SET PROBLEM: Please pull out each line of the rows below that contains the word "black". Case counts, so uppercase and lowercase letters don't match each other.

AVAILABLE DATA:
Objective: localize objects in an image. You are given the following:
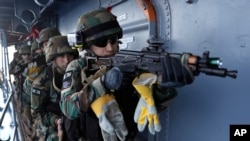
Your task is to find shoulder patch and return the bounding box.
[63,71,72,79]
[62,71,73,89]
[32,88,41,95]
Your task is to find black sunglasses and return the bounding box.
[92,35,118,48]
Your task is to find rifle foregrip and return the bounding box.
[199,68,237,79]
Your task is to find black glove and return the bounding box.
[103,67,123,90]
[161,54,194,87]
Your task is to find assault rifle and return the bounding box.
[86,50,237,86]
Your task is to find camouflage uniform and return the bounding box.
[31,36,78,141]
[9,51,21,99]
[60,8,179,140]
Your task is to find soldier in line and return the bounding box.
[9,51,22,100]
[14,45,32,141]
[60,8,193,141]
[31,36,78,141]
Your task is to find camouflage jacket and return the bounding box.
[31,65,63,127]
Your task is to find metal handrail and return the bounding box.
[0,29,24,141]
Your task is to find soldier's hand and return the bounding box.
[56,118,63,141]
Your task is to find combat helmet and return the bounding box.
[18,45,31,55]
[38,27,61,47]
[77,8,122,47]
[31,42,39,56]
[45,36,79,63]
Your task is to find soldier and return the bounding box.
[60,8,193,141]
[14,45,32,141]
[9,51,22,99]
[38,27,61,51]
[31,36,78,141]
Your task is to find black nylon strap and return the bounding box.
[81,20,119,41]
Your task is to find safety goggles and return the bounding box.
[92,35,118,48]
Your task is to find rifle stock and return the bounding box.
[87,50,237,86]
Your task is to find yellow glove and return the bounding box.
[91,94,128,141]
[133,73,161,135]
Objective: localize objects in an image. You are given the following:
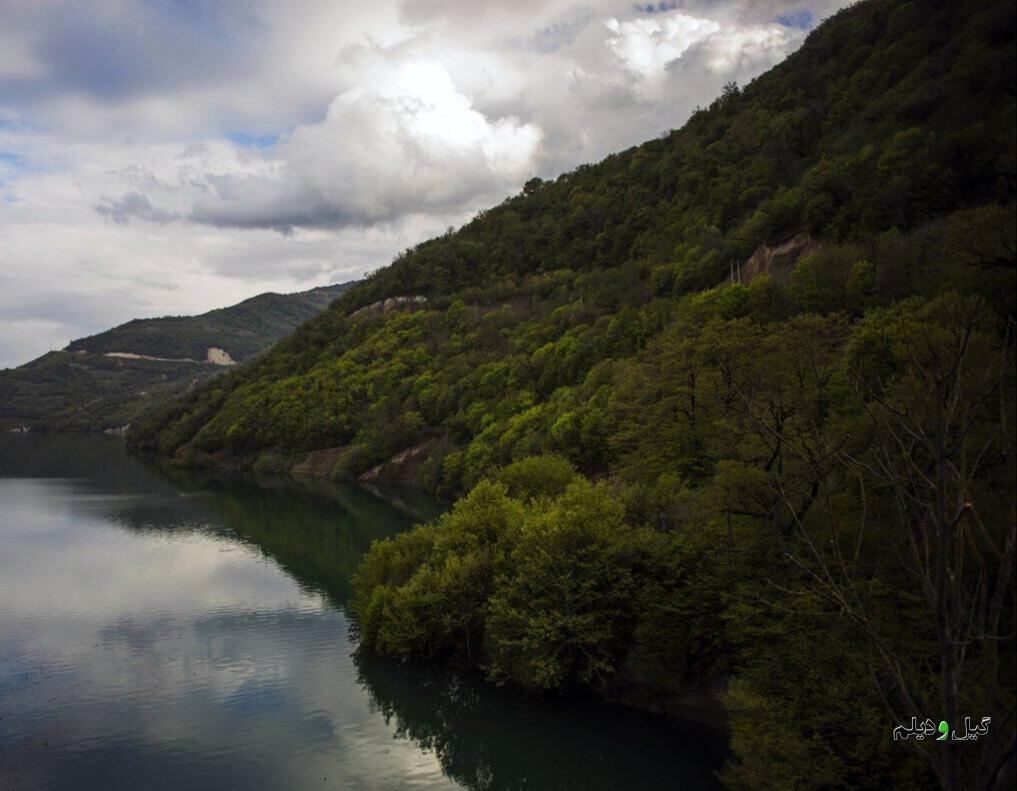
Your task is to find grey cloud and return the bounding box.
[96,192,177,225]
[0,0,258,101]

ANSWER TO THIS EXERCISE:
Your task is to find black sunglasses and return the bounding box.
Your task is to find black glove and return the bounding box.
Your task is to find black nylon strap and return the bounding box.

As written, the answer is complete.